___ Records for processing
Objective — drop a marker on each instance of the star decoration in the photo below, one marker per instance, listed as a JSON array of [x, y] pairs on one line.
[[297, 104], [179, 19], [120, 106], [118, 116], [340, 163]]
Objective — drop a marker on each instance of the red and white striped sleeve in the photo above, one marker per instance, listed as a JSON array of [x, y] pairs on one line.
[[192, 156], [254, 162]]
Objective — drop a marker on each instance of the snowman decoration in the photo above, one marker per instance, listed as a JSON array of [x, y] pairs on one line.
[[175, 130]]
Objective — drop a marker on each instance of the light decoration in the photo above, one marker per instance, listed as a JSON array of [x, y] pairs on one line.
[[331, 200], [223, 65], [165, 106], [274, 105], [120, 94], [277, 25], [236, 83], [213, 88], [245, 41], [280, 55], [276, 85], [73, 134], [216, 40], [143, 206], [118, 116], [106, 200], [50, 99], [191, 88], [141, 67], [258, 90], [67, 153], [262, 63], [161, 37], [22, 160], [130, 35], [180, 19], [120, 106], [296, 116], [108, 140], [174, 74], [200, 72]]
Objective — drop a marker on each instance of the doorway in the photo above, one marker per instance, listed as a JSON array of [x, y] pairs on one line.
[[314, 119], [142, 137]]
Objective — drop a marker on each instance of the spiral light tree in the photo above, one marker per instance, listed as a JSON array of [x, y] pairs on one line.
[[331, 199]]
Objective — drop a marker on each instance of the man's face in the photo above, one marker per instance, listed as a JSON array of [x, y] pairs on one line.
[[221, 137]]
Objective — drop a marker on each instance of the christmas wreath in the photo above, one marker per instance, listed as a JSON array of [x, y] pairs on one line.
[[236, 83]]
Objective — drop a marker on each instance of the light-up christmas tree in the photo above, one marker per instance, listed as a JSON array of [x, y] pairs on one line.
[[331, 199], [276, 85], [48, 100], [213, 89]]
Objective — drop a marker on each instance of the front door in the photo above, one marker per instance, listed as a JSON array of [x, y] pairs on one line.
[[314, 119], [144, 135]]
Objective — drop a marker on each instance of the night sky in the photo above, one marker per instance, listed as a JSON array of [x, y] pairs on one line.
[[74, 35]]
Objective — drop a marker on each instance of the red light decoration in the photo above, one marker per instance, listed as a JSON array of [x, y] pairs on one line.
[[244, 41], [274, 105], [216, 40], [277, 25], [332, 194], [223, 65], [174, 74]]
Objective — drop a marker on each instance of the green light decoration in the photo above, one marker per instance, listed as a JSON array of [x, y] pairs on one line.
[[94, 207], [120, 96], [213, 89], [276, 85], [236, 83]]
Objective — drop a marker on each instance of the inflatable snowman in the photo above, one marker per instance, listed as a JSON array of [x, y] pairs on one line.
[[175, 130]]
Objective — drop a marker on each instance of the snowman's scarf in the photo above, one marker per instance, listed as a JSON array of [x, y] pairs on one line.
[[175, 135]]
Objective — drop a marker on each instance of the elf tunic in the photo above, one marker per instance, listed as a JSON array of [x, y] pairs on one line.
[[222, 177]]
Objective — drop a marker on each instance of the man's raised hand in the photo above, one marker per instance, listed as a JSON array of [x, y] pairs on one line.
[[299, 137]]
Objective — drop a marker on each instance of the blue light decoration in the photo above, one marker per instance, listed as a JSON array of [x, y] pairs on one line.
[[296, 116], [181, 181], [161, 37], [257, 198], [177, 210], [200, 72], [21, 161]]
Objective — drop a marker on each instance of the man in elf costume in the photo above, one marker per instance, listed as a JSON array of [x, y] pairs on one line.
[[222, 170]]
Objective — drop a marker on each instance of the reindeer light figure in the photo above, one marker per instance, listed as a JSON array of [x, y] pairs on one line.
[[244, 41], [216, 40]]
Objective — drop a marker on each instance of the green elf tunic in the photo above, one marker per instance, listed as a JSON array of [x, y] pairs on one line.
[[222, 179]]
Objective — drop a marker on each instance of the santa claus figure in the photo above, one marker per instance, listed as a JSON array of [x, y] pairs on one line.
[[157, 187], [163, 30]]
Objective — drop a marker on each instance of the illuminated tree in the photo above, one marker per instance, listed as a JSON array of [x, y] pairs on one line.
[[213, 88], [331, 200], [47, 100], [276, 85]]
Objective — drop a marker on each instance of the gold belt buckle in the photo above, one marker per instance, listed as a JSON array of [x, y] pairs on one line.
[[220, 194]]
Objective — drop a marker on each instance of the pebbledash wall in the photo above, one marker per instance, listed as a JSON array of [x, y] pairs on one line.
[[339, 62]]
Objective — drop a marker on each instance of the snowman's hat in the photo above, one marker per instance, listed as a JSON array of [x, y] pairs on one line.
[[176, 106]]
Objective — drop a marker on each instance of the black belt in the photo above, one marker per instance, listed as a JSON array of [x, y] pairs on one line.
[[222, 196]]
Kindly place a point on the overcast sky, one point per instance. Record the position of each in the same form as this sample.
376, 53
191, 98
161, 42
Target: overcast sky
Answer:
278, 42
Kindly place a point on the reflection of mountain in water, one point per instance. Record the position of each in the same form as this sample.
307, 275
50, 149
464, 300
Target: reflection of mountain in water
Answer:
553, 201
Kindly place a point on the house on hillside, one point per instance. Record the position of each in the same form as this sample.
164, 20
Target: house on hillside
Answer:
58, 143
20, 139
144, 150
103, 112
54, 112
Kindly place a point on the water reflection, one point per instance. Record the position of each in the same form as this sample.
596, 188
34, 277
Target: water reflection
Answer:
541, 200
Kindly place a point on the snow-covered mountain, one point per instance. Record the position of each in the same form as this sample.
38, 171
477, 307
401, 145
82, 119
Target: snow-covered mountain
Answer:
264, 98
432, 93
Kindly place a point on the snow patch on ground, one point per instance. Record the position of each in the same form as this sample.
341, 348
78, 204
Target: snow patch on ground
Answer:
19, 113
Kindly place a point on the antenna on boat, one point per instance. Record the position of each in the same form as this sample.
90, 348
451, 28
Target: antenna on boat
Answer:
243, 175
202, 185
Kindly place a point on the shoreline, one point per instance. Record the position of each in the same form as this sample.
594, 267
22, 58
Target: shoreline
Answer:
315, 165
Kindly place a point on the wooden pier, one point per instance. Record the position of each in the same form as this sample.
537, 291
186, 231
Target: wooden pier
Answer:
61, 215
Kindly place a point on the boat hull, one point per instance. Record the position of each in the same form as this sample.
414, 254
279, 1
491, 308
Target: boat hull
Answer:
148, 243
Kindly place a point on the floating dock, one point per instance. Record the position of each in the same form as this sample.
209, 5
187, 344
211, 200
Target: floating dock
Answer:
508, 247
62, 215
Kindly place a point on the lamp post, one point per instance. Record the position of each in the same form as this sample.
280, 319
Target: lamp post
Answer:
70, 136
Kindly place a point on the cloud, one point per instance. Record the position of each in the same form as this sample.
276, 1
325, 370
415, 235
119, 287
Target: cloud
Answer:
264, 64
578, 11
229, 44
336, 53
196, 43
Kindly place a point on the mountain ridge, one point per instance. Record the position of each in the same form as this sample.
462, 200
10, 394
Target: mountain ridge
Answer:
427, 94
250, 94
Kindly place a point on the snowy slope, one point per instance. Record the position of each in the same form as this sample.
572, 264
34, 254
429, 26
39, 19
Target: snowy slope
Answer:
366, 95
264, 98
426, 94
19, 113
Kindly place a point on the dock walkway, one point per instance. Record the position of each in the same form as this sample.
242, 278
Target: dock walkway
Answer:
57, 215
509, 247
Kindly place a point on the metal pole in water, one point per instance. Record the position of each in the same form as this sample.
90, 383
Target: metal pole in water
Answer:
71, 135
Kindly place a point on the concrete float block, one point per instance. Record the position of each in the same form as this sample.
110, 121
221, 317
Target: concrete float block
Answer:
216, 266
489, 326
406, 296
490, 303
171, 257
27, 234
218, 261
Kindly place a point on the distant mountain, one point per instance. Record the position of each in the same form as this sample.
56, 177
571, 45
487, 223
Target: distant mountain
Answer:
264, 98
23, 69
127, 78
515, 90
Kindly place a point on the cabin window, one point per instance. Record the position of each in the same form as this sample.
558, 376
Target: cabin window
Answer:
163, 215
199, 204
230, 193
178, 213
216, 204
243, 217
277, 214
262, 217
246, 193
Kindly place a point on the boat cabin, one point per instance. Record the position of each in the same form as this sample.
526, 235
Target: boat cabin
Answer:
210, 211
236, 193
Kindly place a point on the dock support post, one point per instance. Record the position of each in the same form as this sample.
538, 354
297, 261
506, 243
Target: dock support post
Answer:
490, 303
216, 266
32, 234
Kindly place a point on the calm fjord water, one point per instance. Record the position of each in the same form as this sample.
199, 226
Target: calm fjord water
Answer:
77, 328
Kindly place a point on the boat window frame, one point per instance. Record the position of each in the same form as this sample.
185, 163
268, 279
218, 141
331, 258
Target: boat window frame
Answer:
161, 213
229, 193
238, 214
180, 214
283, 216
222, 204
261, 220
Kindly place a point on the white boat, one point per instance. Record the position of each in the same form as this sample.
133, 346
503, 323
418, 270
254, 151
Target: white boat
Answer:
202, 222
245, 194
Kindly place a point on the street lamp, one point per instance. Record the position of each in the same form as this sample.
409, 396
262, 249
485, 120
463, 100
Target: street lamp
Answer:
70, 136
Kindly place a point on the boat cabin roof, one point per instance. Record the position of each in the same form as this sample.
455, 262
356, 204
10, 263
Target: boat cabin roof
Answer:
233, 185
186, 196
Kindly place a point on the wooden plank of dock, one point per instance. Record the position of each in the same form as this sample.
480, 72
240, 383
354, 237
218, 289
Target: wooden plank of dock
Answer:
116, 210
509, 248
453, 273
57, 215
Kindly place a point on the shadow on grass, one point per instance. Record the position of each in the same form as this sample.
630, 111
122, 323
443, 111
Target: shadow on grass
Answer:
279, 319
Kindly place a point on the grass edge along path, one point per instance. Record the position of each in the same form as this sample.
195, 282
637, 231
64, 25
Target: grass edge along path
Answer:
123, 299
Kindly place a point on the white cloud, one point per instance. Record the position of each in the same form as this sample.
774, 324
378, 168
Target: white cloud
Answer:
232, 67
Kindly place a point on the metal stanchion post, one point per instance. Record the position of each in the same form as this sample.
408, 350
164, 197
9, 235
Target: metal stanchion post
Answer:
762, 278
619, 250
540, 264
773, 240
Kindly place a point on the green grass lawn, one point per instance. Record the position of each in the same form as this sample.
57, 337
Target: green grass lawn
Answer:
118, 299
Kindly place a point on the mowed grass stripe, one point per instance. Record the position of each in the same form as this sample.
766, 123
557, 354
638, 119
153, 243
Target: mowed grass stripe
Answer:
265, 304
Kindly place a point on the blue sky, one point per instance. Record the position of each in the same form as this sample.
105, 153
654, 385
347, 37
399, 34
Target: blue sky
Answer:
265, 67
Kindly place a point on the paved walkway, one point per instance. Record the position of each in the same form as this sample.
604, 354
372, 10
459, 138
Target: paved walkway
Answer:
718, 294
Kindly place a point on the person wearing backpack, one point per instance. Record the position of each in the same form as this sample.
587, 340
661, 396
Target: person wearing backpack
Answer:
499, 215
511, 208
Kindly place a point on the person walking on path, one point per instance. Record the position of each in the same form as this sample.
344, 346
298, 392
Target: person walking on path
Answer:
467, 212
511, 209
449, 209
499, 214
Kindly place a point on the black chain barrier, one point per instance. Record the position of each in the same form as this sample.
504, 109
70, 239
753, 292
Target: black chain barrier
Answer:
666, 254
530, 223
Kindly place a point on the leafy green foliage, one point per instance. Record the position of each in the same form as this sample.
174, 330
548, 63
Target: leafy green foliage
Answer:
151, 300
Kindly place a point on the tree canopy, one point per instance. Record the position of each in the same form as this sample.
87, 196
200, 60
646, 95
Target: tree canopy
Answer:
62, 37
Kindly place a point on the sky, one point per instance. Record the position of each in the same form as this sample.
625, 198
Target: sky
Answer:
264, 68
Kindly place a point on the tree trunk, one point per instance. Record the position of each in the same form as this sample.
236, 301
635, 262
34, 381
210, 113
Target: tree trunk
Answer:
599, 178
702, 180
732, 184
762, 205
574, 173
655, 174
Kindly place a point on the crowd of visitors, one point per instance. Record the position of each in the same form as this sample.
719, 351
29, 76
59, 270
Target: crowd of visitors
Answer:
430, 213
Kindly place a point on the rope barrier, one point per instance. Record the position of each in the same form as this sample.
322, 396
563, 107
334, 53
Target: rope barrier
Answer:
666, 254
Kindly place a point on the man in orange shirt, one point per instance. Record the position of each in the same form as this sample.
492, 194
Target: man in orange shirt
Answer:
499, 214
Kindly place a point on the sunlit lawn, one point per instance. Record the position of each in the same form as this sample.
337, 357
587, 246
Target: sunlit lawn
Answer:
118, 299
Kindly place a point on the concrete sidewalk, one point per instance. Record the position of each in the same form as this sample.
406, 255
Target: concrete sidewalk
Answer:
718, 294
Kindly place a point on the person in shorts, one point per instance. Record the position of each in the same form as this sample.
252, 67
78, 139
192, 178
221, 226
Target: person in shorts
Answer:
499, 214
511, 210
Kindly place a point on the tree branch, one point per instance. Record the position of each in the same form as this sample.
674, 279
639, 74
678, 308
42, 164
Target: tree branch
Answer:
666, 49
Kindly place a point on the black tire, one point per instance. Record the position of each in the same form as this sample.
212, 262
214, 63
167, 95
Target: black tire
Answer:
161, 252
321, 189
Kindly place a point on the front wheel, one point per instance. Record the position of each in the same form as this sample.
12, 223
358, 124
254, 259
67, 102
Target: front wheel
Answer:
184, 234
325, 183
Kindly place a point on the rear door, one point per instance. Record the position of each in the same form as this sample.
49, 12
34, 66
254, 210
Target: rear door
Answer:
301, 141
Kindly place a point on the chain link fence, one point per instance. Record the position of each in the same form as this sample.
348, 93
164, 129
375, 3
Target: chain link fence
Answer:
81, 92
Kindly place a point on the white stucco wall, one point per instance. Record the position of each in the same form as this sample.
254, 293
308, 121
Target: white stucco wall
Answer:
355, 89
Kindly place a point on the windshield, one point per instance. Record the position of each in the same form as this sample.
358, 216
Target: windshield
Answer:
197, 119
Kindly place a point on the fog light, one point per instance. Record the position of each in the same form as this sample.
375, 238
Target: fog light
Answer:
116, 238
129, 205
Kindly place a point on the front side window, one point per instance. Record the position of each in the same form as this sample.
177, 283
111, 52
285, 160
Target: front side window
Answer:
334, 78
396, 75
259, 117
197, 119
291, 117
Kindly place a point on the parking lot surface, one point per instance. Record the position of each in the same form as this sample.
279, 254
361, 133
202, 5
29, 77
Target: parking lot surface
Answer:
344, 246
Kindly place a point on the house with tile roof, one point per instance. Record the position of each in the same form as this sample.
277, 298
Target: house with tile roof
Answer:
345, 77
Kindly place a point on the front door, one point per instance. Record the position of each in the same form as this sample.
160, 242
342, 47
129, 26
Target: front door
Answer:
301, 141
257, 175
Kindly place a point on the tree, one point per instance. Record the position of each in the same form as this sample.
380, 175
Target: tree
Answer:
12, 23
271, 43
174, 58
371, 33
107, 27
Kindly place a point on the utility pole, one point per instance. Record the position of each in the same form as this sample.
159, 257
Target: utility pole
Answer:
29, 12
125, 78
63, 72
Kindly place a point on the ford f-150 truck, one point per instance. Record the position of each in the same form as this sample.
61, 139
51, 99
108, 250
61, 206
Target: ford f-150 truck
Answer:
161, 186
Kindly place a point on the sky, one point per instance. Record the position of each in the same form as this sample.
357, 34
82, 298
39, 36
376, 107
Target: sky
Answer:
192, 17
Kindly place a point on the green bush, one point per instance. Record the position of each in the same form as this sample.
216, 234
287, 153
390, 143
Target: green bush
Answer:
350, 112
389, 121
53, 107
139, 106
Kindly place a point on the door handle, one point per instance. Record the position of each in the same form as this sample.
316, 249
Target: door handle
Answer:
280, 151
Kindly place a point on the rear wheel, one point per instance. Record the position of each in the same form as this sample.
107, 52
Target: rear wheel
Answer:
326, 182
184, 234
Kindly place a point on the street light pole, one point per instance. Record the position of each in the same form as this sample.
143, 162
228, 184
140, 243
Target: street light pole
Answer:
______
• What this task involves:
Set down, word for word, the part of the entries that opens with the line containing "Objective — drop a marker on each instance of the doorway" and closes with the line containing "[[236, 83]]", both of those lines included.

• Task solution:
Objective — drop a marker on each instance of the doorway in the photo above, one marker per instance, listed as a JSON array of [x, y] pairs on one line.
[[314, 119], [142, 137]]
Objective — drop a marker on each instance of the spiral light tree in the photo above, one marker per instance, listed as a JSON array of [x, y] pairs on one line.
[[331, 199]]
Objective — drop a marker on each instance of the man's face in the photo above, one marker per instance, listed as a JSON array of [x, y] pairs on one line.
[[221, 137]]
Objective — drop a marker on each instance of the christmas wreath in the photo above, one marker per instance, listed as a JSON array of [x, y] pairs on one line.
[[236, 83]]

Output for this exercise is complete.